> YOUR TASK
Give everything from the line containing "detect zebra head." down to the end of the records as a JSON list of strings, one string per line, leaving out blank lines.

> Box annotations for photos
------------------------------------

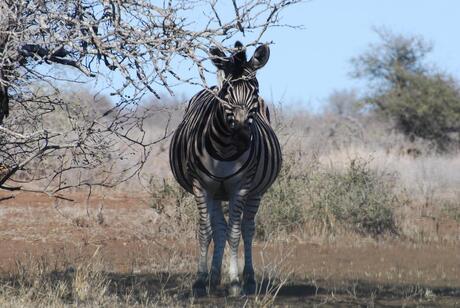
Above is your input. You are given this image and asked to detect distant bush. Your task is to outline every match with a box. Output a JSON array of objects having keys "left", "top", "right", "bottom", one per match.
[
  {"left": 148, "top": 177, "right": 198, "bottom": 232},
  {"left": 256, "top": 156, "right": 308, "bottom": 240},
  {"left": 352, "top": 30, "right": 460, "bottom": 151},
  {"left": 306, "top": 160, "right": 398, "bottom": 236},
  {"left": 256, "top": 157, "right": 398, "bottom": 239}
]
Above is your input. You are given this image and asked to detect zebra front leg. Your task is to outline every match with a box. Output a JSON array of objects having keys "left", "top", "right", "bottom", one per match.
[
  {"left": 192, "top": 182, "right": 212, "bottom": 297},
  {"left": 241, "top": 197, "right": 260, "bottom": 295},
  {"left": 193, "top": 183, "right": 227, "bottom": 296},
  {"left": 227, "top": 194, "right": 245, "bottom": 296}
]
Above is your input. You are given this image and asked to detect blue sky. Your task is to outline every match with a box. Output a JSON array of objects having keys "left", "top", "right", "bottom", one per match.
[
  {"left": 65, "top": 0, "right": 460, "bottom": 110},
  {"left": 215, "top": 0, "right": 460, "bottom": 108}
]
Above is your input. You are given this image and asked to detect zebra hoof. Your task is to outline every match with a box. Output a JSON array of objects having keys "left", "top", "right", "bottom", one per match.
[
  {"left": 228, "top": 281, "right": 241, "bottom": 297},
  {"left": 243, "top": 278, "right": 256, "bottom": 295},
  {"left": 192, "top": 272, "right": 208, "bottom": 297},
  {"left": 192, "top": 279, "right": 208, "bottom": 297}
]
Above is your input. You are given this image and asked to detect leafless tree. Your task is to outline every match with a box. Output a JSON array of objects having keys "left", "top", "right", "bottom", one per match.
[{"left": 0, "top": 0, "right": 301, "bottom": 194}]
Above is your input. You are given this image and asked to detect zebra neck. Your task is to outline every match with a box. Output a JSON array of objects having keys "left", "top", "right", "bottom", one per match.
[{"left": 205, "top": 109, "right": 250, "bottom": 161}]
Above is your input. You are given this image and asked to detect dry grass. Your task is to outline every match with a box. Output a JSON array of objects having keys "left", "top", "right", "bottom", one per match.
[{"left": 0, "top": 104, "right": 460, "bottom": 307}]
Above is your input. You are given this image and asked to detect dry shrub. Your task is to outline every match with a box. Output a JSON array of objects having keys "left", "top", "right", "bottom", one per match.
[
  {"left": 148, "top": 177, "right": 198, "bottom": 234},
  {"left": 257, "top": 155, "right": 399, "bottom": 239},
  {"left": 307, "top": 159, "right": 399, "bottom": 236}
]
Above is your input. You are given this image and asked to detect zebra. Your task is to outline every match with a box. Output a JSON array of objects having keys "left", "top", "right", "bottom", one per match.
[{"left": 170, "top": 41, "right": 282, "bottom": 296}]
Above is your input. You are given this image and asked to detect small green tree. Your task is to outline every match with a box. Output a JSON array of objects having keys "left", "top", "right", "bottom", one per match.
[{"left": 352, "top": 31, "right": 460, "bottom": 151}]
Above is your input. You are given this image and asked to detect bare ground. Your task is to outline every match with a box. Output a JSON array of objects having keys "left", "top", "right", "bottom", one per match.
[{"left": 0, "top": 193, "right": 460, "bottom": 307}]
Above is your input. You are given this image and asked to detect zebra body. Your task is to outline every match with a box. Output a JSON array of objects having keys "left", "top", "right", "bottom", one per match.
[{"left": 170, "top": 42, "right": 281, "bottom": 295}]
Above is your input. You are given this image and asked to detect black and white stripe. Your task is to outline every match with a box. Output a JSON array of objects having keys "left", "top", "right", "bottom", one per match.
[{"left": 170, "top": 42, "right": 281, "bottom": 295}]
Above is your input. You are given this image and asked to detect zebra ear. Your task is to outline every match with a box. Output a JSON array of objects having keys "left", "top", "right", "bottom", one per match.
[
  {"left": 233, "top": 41, "right": 246, "bottom": 66},
  {"left": 209, "top": 47, "right": 230, "bottom": 71},
  {"left": 250, "top": 45, "right": 270, "bottom": 71}
]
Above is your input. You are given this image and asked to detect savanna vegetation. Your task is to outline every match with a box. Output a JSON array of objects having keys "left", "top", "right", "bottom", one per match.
[{"left": 0, "top": 1, "right": 460, "bottom": 307}]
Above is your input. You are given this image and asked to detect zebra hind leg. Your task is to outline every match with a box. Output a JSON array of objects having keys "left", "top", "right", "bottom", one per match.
[{"left": 241, "top": 197, "right": 260, "bottom": 295}]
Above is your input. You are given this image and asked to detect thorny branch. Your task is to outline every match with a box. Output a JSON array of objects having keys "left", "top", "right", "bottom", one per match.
[{"left": 0, "top": 0, "right": 301, "bottom": 200}]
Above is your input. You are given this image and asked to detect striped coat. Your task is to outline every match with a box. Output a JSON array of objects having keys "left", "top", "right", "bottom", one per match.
[{"left": 170, "top": 42, "right": 281, "bottom": 296}]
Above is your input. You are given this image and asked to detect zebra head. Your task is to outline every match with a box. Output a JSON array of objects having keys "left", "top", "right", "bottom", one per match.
[{"left": 210, "top": 41, "right": 270, "bottom": 147}]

------------------------------------

> ANSWER TO THIS TASK
[
  "Above is your input. You are given this image and asked to detect zebra head. Your task is to outline every match with a box. Output a JSON array of objects having keys \"left\", \"top\", \"right\", \"bottom\", one per match.",
  "[{\"left\": 210, \"top\": 41, \"right\": 270, \"bottom\": 147}]"
]